Reproduce every one of the items below word for word. Leave the pictures out of your answer.

§ §

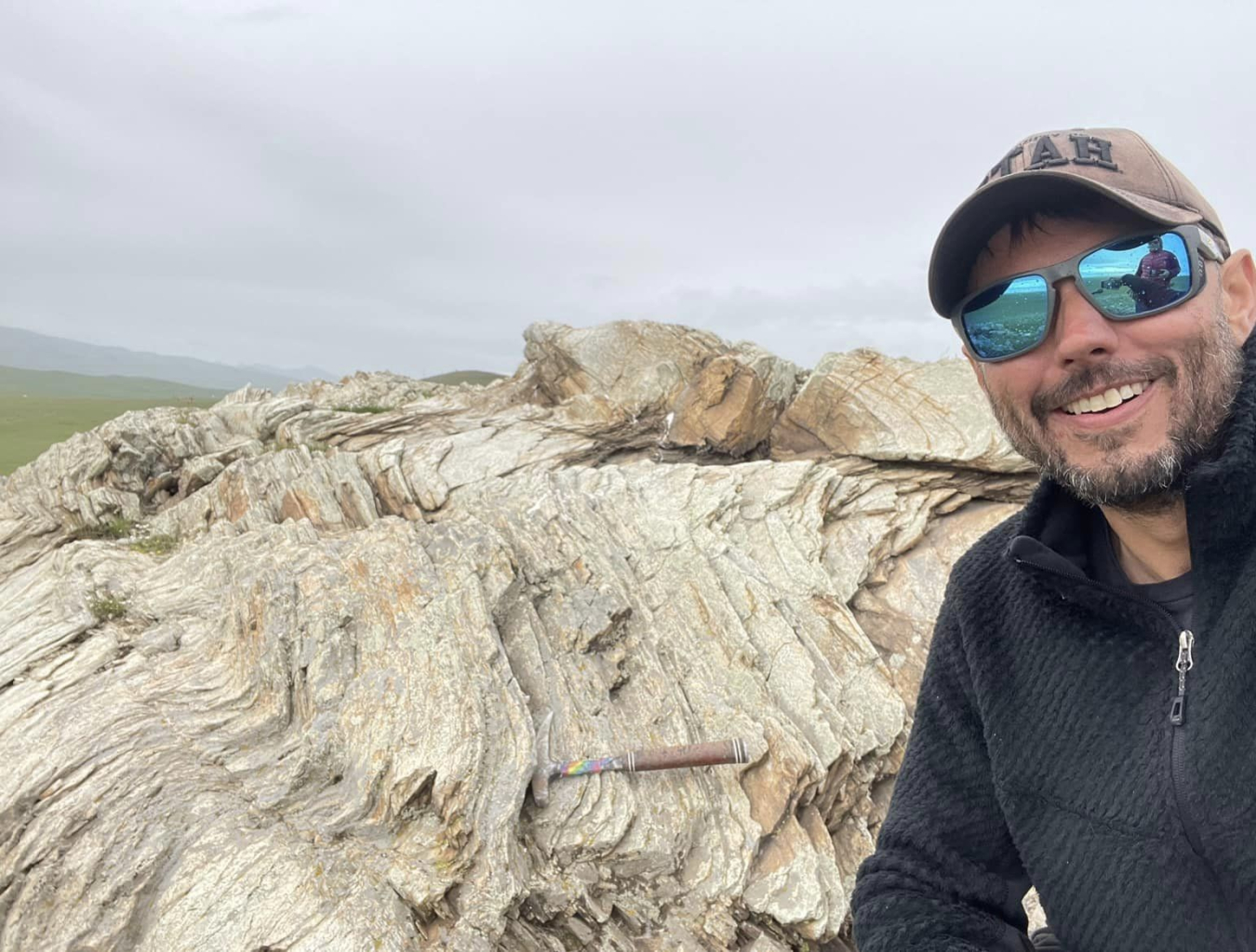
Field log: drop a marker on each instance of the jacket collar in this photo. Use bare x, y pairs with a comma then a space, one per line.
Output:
1220, 495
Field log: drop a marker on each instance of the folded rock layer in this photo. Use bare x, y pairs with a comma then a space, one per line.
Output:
272, 674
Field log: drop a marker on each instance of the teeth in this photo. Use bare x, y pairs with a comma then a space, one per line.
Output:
1107, 399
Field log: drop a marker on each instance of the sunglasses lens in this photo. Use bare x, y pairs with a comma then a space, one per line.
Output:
1008, 318
1136, 275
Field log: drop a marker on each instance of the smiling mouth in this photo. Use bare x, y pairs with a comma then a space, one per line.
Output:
1105, 401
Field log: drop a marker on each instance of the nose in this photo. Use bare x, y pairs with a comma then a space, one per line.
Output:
1082, 333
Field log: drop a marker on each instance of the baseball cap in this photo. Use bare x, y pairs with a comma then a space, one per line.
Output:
1116, 164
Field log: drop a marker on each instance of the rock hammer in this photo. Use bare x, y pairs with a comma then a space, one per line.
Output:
686, 755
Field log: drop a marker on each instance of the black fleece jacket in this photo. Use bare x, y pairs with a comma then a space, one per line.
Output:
1051, 747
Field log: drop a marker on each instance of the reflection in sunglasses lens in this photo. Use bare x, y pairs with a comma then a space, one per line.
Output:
1008, 318
1127, 279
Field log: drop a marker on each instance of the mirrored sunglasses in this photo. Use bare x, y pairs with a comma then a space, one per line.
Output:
1124, 279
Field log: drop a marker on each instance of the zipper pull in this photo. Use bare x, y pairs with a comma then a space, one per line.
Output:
1184, 662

§ §

- **Solved exercise**
Field log: drop a marker on each instance of the jacket collar in this photo. Use bare x, y pairs with a comma then a space, one per line.
Output:
1220, 495
Field log: drop a marker on each instance of the folded rock layer in this photo. Use bare x, y pairs with a comma then a space, one per line.
Output:
272, 674
Field log: drop a marker on each instance of the teeth in this photo. Use bare x, y pairs with a comma then a space, one per line.
Output:
1107, 399
Field log: drop a marker on each instance of the sunglasses lens in this photo. Use bare x, y pairs with a comma then a space, one per line.
Output:
1008, 318
1136, 275
Field log: drop a marker on each instance of the smiling mouth in this photo. Use bare x, y pairs with a comma then a space, one per line.
Output:
1105, 401
Field log: drop a marker on each instance of the nose in this photo. Use bare x, y pairs with a comma then a space, one per line.
Output:
1082, 333
Field log: drop a marker on each instance of the baseball cap in this photo. Use bare x, y pairs with a comma then a space, one per line.
Output:
1116, 164
Field log: drop a marker on each instance of the rock hammer in this photo. Use bare x, y pairs with a comma then a space, one per line.
Output:
686, 755
Field log: drop a marker on each instance of the black fleece jacket in this photo. Use bare x, y pairs with a comma then a space, one per line.
Output:
1051, 747
Field log: drop a marker on each instance of the reflection in sunglasses lens in this photo. Use bare x, y pairs with a comma then a space, one per line.
Output:
1008, 318
1127, 279
Field log: drop a marker on each instance of the mirrored sunglasses in this photo. Use bare x, y pairs with a comma then a space, one per line.
Output:
1124, 279
Field log: drop a marker on each instance of the zipper pull in this photo. Use bare x, y pairs with a comma then a space, one per line.
Output:
1184, 662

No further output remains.